## WRITTEN EXERCISE:
Lines from the one containing "on water in the photo above." through the end of the data are to be returned exactly, and no others.

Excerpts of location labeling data
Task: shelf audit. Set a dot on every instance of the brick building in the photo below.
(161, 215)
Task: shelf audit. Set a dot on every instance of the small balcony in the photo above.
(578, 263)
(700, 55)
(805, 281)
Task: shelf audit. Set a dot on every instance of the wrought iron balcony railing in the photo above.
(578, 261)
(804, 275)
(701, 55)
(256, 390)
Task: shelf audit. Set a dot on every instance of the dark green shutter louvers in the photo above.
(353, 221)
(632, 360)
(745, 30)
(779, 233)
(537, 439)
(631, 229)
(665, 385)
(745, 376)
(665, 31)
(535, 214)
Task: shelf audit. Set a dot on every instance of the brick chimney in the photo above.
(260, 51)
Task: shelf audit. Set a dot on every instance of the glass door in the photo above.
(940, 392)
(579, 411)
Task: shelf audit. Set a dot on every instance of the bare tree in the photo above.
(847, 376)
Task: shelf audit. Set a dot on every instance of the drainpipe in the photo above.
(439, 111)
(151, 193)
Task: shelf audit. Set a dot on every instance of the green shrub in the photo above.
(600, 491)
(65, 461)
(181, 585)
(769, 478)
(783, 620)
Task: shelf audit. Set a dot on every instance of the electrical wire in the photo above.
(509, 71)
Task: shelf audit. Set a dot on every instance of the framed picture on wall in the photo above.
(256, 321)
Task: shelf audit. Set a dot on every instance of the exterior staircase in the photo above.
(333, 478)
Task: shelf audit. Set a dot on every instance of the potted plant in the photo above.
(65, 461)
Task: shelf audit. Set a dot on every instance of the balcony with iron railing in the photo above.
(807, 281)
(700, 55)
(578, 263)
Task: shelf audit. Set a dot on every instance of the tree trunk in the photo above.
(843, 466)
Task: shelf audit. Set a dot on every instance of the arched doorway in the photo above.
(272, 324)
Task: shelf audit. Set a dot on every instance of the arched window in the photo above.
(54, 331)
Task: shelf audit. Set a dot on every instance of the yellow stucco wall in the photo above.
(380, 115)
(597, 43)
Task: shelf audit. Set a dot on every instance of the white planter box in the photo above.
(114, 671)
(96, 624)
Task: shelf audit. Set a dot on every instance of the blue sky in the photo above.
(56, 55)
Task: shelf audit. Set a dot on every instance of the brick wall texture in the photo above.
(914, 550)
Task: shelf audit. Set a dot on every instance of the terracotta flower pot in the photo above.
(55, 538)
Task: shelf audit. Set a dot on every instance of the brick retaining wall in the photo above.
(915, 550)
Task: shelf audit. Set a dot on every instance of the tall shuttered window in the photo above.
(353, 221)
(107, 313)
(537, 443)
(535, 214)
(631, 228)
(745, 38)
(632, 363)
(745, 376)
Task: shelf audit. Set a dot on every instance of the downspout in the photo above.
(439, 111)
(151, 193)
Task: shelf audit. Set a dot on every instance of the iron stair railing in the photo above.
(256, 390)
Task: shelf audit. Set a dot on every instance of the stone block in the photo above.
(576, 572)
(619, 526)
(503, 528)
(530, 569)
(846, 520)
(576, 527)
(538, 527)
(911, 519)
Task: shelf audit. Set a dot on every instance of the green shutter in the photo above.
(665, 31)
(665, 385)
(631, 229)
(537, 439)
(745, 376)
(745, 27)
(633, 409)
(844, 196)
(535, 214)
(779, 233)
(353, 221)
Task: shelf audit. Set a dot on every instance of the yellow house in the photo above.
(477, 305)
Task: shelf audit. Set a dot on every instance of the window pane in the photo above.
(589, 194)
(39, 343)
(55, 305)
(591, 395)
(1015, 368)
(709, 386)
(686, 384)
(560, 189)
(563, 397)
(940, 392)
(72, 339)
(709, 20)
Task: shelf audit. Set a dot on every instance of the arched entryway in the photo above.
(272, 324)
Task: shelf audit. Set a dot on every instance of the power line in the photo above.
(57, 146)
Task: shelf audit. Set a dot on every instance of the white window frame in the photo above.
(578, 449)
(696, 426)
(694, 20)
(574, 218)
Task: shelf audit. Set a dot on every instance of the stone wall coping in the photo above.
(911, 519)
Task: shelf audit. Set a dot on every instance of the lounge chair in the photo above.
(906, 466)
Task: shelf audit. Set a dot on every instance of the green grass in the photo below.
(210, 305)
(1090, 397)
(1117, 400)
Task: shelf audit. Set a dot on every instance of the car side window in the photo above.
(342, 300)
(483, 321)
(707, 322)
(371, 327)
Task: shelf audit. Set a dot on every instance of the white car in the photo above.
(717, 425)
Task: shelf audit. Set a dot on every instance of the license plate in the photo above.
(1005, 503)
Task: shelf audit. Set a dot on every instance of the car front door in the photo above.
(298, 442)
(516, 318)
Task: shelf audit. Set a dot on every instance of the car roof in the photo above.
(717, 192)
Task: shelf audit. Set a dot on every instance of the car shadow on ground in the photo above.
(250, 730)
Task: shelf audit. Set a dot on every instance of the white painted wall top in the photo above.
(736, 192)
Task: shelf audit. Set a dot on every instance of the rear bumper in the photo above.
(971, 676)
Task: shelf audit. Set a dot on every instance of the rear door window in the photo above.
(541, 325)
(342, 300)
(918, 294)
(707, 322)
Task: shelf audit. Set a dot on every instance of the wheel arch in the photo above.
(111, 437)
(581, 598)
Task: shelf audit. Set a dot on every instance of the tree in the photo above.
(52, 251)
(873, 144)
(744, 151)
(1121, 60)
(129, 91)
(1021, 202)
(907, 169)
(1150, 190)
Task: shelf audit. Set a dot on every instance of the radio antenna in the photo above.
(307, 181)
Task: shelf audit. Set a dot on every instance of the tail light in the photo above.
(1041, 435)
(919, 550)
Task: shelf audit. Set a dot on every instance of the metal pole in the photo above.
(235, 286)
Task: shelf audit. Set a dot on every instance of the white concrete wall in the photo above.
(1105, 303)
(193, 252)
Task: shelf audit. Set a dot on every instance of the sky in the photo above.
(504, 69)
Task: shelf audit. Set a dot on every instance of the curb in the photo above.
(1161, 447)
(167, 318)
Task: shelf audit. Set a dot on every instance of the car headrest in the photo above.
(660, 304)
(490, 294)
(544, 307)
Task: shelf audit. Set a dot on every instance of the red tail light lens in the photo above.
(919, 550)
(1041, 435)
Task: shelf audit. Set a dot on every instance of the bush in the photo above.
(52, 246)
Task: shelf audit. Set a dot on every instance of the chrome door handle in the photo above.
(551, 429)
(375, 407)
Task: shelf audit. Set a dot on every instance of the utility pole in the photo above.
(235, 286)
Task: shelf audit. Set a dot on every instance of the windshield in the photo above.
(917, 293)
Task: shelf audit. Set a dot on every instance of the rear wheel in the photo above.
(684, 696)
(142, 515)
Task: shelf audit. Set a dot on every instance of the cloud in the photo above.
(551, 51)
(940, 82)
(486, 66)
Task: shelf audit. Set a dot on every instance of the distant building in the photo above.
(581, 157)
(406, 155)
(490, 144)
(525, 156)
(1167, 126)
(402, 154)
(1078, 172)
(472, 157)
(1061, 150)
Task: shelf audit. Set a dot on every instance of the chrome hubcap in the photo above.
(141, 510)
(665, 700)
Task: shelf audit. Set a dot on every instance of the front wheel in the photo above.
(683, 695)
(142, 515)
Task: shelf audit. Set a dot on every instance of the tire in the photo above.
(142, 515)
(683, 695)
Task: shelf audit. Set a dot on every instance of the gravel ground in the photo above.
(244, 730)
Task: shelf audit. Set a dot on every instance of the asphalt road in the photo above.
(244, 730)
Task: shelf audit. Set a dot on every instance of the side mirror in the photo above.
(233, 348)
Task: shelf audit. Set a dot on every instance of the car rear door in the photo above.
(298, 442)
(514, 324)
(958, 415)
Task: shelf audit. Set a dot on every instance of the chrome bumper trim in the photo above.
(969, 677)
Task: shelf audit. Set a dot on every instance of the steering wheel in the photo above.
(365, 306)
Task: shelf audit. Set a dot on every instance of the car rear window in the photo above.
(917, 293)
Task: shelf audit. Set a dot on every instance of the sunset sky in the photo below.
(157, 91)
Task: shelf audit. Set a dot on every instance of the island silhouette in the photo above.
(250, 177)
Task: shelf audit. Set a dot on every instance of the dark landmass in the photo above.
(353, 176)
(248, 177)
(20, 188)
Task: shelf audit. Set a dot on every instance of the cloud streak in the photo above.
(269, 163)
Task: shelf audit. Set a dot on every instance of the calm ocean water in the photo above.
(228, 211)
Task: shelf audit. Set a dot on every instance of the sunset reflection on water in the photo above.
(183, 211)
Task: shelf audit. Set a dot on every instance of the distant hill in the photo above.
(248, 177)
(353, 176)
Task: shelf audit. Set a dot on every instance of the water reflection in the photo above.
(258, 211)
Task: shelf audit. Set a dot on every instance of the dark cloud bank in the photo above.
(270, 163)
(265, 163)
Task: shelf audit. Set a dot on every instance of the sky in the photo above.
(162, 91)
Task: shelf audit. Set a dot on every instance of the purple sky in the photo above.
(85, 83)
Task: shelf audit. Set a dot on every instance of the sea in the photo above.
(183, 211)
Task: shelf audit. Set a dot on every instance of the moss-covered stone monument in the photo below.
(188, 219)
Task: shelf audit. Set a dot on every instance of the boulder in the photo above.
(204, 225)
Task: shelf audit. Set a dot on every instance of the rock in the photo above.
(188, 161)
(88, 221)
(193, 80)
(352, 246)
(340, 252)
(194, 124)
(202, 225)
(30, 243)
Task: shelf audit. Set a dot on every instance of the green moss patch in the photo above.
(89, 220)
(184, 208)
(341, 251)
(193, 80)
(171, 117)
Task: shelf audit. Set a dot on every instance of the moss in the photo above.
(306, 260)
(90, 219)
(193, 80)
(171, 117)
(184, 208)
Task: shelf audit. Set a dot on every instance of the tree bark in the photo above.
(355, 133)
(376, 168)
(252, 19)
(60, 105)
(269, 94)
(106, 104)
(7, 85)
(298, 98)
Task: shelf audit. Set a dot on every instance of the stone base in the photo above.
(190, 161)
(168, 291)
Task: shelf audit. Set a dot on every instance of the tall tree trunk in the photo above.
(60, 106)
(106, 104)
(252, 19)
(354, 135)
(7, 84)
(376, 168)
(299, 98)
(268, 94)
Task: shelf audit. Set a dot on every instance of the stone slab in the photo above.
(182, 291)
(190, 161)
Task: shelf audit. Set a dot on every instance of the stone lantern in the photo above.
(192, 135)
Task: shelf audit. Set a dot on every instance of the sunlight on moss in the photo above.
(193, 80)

## SOLUTION FOR THIS PROBLEM:
Task: shelf audit. Set a dot on every instance of the sunset reflection on water in the photo above.
(183, 211)
Task: shelf audit. Set a dot on every instance of the distant hill in the photo above.
(248, 177)
(353, 176)
Task: shelf audit. Set a dot on every instance of the water reflection in the photo above.
(258, 211)
Task: shelf audit. Set a dot on every instance of the dark cloud bank in the photo above.
(270, 163)
(265, 163)
Task: shelf audit. Set a dot on every instance of the sky in the photo above.
(162, 91)
Task: shelf audit. Set a dot on every instance of the purple sky in the photo above.
(85, 83)
Task: shelf audit. Set a dot on every instance of the sea in the photo above.
(183, 211)
Task: shelf audit. Set a dot on every instance of the moss-covered stone monument in the photo below.
(188, 219)
Task: shelf audit. Set a dot on every instance of the boulder in the photo above.
(204, 225)
Task: shelf audit. Set a dot on every instance of the rock in the photo above.
(188, 161)
(88, 221)
(193, 80)
(352, 246)
(340, 252)
(194, 124)
(202, 225)
(30, 243)
Task: shelf audit. Set a dot on every instance of the green moss patch in the photo above.
(89, 220)
(184, 208)
(341, 251)
(193, 80)
(171, 117)
Task: shelf audit. Set a dot on every instance of the moss in the photo above.
(306, 260)
(90, 219)
(193, 80)
(171, 117)
(184, 208)
Task: shelf audit. Set a dot on every instance of the tree bark in the photo above.
(355, 133)
(376, 168)
(252, 19)
(60, 105)
(269, 94)
(106, 104)
(7, 85)
(298, 98)
Task: shelf audit. Set a dot on every instance of the stone base in the photo above.
(190, 161)
(168, 291)
Task: shelf audit. Set a dot on every instance of the tall tree trunk in the photo above.
(60, 106)
(106, 104)
(252, 19)
(354, 135)
(7, 84)
(376, 168)
(299, 98)
(268, 94)
Task: shelf audit. Set a dot on every instance of the stone slab in the photo above.
(182, 291)
(190, 161)
Task: shelf audit. Set a dot on every instance of the stone lantern in the photo above.
(192, 135)
Task: shelf audit. Set a dot on every instance of the sunlight on moss in the photo above.
(193, 80)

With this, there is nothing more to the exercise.